What happened to ‘24?’

Cory Bergman May 2nd, 2007

It used to be one of my favorite shows. Although it’s still on my DVR record list, I haven’t watched Fox’s 24 in months, and apparently, I’m not the only one. Ratings in the demo are down to its lowest point in three years. Writes the LA Times, “Critics and fans alike are aiming tomatoes at the stage, carping about the soapy and repetitive plotlines that unspool Jack’s unlikely familial past, tiresome romantic triangles in the security bureaucracy and endless bickering among Oval Office advisors.” In a podcast, co-executive producer David Fury admitted they wound up repeating themselves too many times, didn’t properly map out story arcs and killed off too many characters. Fury proimised next season will be different, but is it already too late for many of 24’s trusted fans?

Adds Charles: “It’s definitely too late for THIS season, because, well, it just plain sucks. But the great/horrible thing about 24 is that it starts completely anew every season. So they can, in theory, fix upon and improve upon mistakes made easily enough.”

Adds Coffee: “It doesn’t help that ‘Heroes’ occupies the same timeslot.”

23 Comments Add your own

  • 1. Jason P  |  May 2nd, 2007 at 8:25 am

    Well, I don’t know who over at the “24″ writing staff thought repeating the exact same plotline from Season 2 would be a good thing, but I guess low ratings is the result.

  • 2. Don Taylor  |  May 2nd, 2007 at 8:43 am

    Like Cory, it’s still on my DVR list, but it’s no longer a MUST watch and a talk about at work. I now watch a day or two later so that I can breeze through most of it.

    Story arcs and characters come and go too quickly and without explanation while the big picture plots plod along and rehash past seasons. President in a coma one minute and out the next, Jack’s dad there and suddenly disappears, Audrey gone and now she’s back, etc.

    Well, at least I still have LOST.

=== Dataset excerpt ===

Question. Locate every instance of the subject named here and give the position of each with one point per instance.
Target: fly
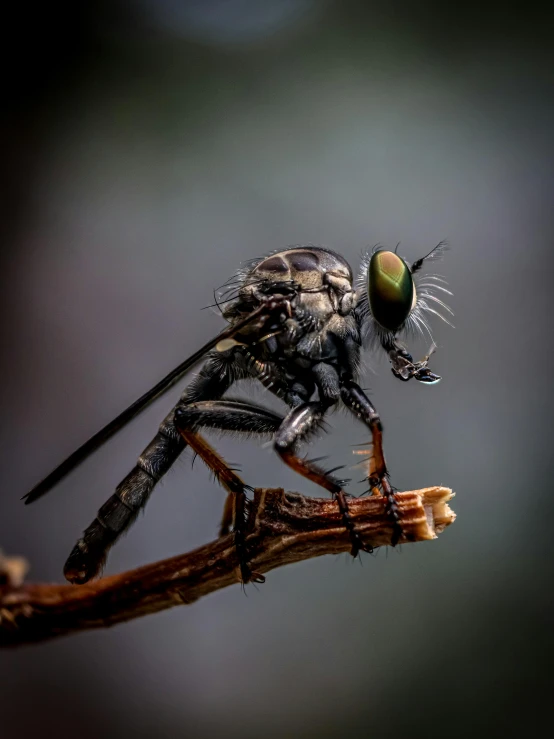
(297, 322)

=== Exercise requirements ===
1. Answer these from the post about 24:
(a) Which co-executive producer talked about the show's mistakes in a podcast?
(b) According to Coffee, what show airs in the same timeslot?
(c) According to Jason P, which season's plotline was repeated?
2. Using the post about 24, say whether each statement agrees with it. Answer yes or no, and quote the words that decide it.
(a) Ratings in the demo are at their lowest point in five years.
(b) Don Taylor still has the show on his DVR list.
(c) Charles says the show starts completely anew every season.
3. Write out the stretch of the post about 24 from "Well, I don’t" through "most of it.", swapping "DVR list" for "watch list".

=== Final results ===
1.
(a) David Fury
(b) Heroes
(c) Season 2

2.
(a) No: "Ratings in the demo are down to its lowest point in three years."
(b) Yes: "it’s still on my DVR list"
(c) Yes: "the great/horrible thing about 24 is that it starts completely anew every season"

3.
Well, I don’t know who over at the “24″ writing staff thought repeating the exact same plotline from Season 2 would be a good thing, but I guess low ratings is the result.

  • 2. Don Taylor  |  May 2nd, 2007 at 8:43 am

    Like Cory, it’s still on my watch list, but it’s no longer a MUST watch and a talk about at work. I now watch a day or two later so that I can breeze through most of it.